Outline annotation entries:
====================

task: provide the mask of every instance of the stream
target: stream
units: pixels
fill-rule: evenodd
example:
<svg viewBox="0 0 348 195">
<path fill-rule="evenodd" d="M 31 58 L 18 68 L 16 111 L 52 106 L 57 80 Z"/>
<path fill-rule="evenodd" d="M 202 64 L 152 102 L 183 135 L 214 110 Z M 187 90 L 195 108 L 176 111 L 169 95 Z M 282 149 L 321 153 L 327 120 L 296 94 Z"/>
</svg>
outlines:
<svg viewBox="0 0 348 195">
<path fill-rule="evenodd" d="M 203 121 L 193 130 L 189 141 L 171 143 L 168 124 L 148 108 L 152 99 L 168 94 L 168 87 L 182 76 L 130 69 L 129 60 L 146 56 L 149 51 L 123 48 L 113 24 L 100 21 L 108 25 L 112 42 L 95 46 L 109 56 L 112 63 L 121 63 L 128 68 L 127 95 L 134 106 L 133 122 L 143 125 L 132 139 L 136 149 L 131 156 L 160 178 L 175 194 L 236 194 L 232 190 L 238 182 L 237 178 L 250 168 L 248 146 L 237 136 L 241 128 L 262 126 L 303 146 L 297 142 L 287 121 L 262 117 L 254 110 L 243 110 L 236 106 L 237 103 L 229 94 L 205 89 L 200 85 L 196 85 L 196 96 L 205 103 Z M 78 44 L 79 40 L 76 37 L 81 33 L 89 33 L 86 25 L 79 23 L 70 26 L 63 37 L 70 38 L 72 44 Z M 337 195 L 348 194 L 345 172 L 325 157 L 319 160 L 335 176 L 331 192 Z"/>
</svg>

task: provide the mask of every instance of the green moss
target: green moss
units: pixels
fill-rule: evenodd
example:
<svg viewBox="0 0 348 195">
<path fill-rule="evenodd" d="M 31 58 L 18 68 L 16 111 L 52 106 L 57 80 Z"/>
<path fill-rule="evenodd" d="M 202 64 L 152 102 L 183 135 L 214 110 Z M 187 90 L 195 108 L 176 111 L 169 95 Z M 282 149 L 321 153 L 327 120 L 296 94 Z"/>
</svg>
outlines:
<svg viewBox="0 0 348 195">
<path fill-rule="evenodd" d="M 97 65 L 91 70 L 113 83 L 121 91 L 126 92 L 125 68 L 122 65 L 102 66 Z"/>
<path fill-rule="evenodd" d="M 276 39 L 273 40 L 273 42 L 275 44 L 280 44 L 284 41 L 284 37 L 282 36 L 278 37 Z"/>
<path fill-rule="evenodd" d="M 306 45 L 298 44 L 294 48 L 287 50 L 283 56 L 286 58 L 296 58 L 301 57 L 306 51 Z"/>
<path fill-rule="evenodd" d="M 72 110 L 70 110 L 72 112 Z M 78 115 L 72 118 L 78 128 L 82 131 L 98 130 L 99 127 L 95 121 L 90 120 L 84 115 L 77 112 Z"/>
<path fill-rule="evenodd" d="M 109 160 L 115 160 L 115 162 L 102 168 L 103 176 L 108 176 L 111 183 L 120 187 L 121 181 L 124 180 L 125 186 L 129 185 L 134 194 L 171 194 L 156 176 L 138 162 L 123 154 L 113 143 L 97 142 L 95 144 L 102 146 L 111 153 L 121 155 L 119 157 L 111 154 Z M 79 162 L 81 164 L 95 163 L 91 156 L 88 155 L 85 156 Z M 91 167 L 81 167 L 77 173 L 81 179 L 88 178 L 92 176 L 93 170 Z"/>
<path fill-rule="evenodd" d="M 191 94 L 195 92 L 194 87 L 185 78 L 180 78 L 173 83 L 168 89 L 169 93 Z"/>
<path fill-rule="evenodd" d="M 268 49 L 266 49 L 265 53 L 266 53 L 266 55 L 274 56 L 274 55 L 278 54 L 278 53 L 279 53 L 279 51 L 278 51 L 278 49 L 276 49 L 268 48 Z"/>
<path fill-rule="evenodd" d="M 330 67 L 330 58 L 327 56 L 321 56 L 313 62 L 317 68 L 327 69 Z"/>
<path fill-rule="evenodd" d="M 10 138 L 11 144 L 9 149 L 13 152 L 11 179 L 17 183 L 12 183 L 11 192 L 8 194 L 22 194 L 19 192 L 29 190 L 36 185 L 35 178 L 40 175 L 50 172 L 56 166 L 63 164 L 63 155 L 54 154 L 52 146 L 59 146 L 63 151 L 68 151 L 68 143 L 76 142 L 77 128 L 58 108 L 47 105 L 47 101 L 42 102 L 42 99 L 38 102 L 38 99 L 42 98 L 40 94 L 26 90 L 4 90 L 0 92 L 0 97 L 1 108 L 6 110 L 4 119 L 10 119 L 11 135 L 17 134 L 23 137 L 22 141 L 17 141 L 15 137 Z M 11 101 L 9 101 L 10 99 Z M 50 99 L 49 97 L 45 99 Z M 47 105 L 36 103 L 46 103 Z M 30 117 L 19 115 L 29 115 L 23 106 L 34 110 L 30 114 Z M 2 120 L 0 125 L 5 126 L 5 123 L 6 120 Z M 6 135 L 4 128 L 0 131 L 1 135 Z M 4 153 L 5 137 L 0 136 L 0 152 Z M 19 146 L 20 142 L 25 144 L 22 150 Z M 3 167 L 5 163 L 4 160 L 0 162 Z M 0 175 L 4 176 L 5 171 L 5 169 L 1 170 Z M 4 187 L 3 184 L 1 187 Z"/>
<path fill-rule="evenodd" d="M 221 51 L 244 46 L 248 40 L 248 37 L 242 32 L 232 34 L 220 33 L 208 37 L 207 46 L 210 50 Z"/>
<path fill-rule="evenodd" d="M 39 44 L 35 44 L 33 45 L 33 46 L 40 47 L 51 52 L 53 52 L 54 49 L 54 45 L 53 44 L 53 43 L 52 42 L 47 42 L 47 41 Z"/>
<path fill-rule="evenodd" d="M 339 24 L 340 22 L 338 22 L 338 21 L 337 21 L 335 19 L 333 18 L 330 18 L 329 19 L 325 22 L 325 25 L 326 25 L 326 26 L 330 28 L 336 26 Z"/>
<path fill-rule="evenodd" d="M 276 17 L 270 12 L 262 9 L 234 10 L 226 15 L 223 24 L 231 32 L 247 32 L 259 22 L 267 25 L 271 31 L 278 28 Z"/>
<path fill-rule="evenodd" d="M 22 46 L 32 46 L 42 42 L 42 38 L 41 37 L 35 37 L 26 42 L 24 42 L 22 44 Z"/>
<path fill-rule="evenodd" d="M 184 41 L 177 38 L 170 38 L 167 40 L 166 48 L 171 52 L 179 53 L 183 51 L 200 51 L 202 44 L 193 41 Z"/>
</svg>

====================

◆ Requirement:
Output every line of the entries above verbatim, with nothing changed.

◆ Solution to the problem:
task: provide the mask of every instance of the stream
target: stream
units: pixels
fill-rule: evenodd
example:
<svg viewBox="0 0 348 195">
<path fill-rule="evenodd" d="M 31 58 L 18 68 L 16 111 L 52 106 L 57 80 Z"/>
<path fill-rule="evenodd" d="M 202 64 L 152 102 L 183 135 L 214 110 Z M 187 90 L 195 108 L 176 111 L 169 95 Z M 282 149 L 321 153 L 327 120 L 296 94 Z"/>
</svg>
outlines:
<svg viewBox="0 0 348 195">
<path fill-rule="evenodd" d="M 203 121 L 193 130 L 189 141 L 171 143 L 168 124 L 148 108 L 152 99 L 168 94 L 168 87 L 182 76 L 130 69 L 129 60 L 146 56 L 149 51 L 123 48 L 113 24 L 100 21 L 108 25 L 112 42 L 95 46 L 109 56 L 112 63 L 121 63 L 128 68 L 127 95 L 134 106 L 133 122 L 143 125 L 132 139 L 136 149 L 131 156 L 160 178 L 175 194 L 236 194 L 232 190 L 238 182 L 237 178 L 250 168 L 248 146 L 237 136 L 241 128 L 262 126 L 303 146 L 297 142 L 287 121 L 262 117 L 254 110 L 243 110 L 236 106 L 237 103 L 229 94 L 205 89 L 200 85 L 196 85 L 196 96 L 205 103 Z M 78 44 L 79 40 L 76 37 L 81 33 L 89 33 L 86 25 L 79 23 L 70 26 L 63 37 L 70 38 L 72 44 Z M 337 195 L 348 194 L 345 172 L 325 157 L 319 160 L 335 176 L 331 192 Z"/>
</svg>

task: provide the mask of every instance of the green moss
target: green moss
units: pixels
fill-rule: evenodd
example:
<svg viewBox="0 0 348 195">
<path fill-rule="evenodd" d="M 31 58 L 18 68 L 16 111 L 52 106 L 57 80 Z"/>
<path fill-rule="evenodd" d="M 202 64 L 152 102 L 183 135 L 214 110 Z M 187 90 L 195 108 L 176 111 L 169 95 Z M 282 149 L 321 153 L 327 120 L 296 94 Z"/>
</svg>
outlines:
<svg viewBox="0 0 348 195">
<path fill-rule="evenodd" d="M 97 65 L 91 70 L 113 83 L 121 91 L 126 92 L 125 68 L 122 65 L 102 66 Z"/>
<path fill-rule="evenodd" d="M 276 39 L 273 40 L 273 42 L 275 44 L 280 44 L 284 41 L 284 37 L 282 36 L 278 37 Z"/>
<path fill-rule="evenodd" d="M 306 45 L 298 44 L 294 48 L 287 50 L 283 56 L 286 58 L 296 58 L 301 57 L 306 51 Z"/>
<path fill-rule="evenodd" d="M 72 110 L 70 110 L 72 112 Z M 78 115 L 72 118 L 78 128 L 82 131 L 98 130 L 99 127 L 95 121 L 90 120 L 84 115 L 77 112 Z"/>
<path fill-rule="evenodd" d="M 109 160 L 115 160 L 115 162 L 102 168 L 103 176 L 108 176 L 111 183 L 120 187 L 121 181 L 124 180 L 125 186 L 129 185 L 134 194 L 171 194 L 156 176 L 138 162 L 123 154 L 113 143 L 97 142 L 95 144 L 102 146 L 111 153 L 121 155 L 119 157 L 111 154 Z M 79 162 L 81 164 L 95 163 L 91 156 L 88 155 L 85 156 Z M 91 167 L 81 167 L 77 173 L 81 179 L 88 178 L 92 176 L 93 170 Z"/>
<path fill-rule="evenodd" d="M 191 94 L 195 92 L 194 87 L 185 78 L 180 78 L 173 83 L 168 89 L 169 93 Z"/>
<path fill-rule="evenodd" d="M 268 49 L 266 49 L 265 53 L 266 53 L 266 55 L 274 56 L 274 55 L 278 54 L 278 53 L 279 53 L 279 51 L 278 51 L 278 49 L 276 49 L 268 48 Z"/>
<path fill-rule="evenodd" d="M 330 67 L 330 58 L 327 56 L 321 56 L 313 62 L 317 68 L 327 69 Z"/>
<path fill-rule="evenodd" d="M 10 138 L 11 144 L 9 149 L 13 152 L 11 179 L 17 183 L 12 183 L 11 192 L 8 194 L 22 194 L 19 192 L 29 190 L 36 185 L 35 178 L 40 175 L 50 172 L 56 166 L 63 164 L 63 155 L 54 154 L 52 146 L 59 146 L 63 151 L 68 151 L 68 143 L 76 142 L 77 128 L 58 108 L 47 105 L 47 101 L 42 102 L 42 99 L 38 102 L 38 99 L 42 98 L 40 94 L 26 90 L 4 90 L 0 92 L 0 97 L 1 108 L 6 110 L 4 119 L 10 119 L 11 135 L 17 134 L 23 137 L 22 141 L 17 141 L 15 137 Z M 11 101 L 9 101 L 10 99 Z M 50 99 L 49 97 L 45 99 Z M 47 105 L 36 103 L 46 103 Z M 30 117 L 19 115 L 29 115 L 23 106 L 34 110 L 30 114 Z M 2 120 L 0 125 L 5 126 L 5 123 L 6 120 Z M 6 135 L 4 128 L 0 131 L 1 135 Z M 4 153 L 5 137 L 0 136 L 0 152 Z M 19 146 L 20 142 L 25 144 L 22 150 Z M 3 167 L 5 163 L 4 160 L 0 162 Z M 0 175 L 4 176 L 5 171 L 5 169 L 1 170 Z M 4 187 L 3 184 L 1 187 Z"/>
<path fill-rule="evenodd" d="M 221 51 L 244 46 L 248 40 L 248 37 L 242 32 L 232 34 L 220 33 L 208 37 L 207 46 L 210 50 Z"/>
<path fill-rule="evenodd" d="M 39 44 L 35 44 L 33 45 L 33 46 L 40 47 L 51 52 L 53 52 L 54 49 L 54 45 L 53 44 L 53 43 L 52 42 L 47 42 L 47 41 Z"/>
<path fill-rule="evenodd" d="M 339 24 L 340 22 L 338 22 L 338 21 L 337 21 L 335 19 L 333 18 L 330 18 L 329 19 L 325 22 L 325 25 L 326 25 L 326 26 L 330 28 L 336 26 Z"/>
<path fill-rule="evenodd" d="M 276 17 L 270 12 L 262 9 L 234 10 L 226 15 L 223 24 L 231 32 L 247 32 L 259 22 L 267 25 L 271 31 L 278 28 Z"/>
<path fill-rule="evenodd" d="M 22 46 L 32 46 L 42 42 L 42 38 L 41 37 L 35 37 L 26 42 L 24 42 L 22 44 Z"/>
<path fill-rule="evenodd" d="M 184 41 L 177 38 L 170 38 L 167 40 L 166 48 L 171 52 L 179 53 L 183 51 L 200 51 L 202 44 L 193 41 Z"/>
</svg>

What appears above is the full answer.